--- TASK DIRECTIONS ---
Count the lines in the records below that contain the string "draw", treating case as significant, and reply with the number alone.

Excerpts from a detection dataset

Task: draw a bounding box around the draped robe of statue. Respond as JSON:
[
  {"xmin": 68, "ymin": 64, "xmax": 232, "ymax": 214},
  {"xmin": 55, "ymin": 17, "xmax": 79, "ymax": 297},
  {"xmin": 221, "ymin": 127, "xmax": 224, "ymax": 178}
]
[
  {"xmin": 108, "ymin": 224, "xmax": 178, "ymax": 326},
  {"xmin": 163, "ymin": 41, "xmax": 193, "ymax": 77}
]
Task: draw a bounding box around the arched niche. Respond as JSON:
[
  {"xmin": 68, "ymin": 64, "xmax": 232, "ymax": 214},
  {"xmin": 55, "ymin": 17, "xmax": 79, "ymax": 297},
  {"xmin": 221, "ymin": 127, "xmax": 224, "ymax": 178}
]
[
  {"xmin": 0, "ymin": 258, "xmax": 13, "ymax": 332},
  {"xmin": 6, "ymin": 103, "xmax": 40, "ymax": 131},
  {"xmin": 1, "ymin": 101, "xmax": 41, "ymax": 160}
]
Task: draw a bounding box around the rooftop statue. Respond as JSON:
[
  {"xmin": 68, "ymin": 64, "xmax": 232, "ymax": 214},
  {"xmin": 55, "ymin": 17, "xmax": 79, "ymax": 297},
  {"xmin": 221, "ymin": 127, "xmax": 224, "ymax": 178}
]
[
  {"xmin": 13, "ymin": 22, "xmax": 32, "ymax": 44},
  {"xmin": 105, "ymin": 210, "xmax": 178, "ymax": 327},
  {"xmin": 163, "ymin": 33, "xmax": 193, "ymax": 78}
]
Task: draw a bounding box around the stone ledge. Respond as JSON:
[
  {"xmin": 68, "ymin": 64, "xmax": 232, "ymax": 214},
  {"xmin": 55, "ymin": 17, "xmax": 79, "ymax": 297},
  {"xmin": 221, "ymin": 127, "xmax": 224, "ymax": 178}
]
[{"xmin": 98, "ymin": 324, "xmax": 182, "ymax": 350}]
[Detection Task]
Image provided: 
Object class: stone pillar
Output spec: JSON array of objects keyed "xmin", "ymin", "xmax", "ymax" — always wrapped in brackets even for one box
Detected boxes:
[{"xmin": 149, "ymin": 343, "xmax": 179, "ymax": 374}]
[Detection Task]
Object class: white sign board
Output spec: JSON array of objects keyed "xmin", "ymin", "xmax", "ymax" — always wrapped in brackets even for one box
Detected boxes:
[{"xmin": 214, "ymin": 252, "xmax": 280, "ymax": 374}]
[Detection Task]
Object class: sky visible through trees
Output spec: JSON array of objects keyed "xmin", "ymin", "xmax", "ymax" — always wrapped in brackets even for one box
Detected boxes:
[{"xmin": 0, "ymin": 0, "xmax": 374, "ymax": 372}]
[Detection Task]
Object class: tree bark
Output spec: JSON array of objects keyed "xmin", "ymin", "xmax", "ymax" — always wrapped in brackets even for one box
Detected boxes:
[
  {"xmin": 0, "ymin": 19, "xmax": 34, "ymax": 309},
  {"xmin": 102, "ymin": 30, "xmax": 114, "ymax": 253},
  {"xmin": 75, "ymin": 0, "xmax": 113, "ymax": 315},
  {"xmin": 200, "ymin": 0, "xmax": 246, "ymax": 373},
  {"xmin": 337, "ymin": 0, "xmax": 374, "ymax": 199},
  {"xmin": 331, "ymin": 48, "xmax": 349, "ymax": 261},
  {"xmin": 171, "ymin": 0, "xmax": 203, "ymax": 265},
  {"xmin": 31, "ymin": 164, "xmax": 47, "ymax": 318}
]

--- ANSWER IN FULL ---
4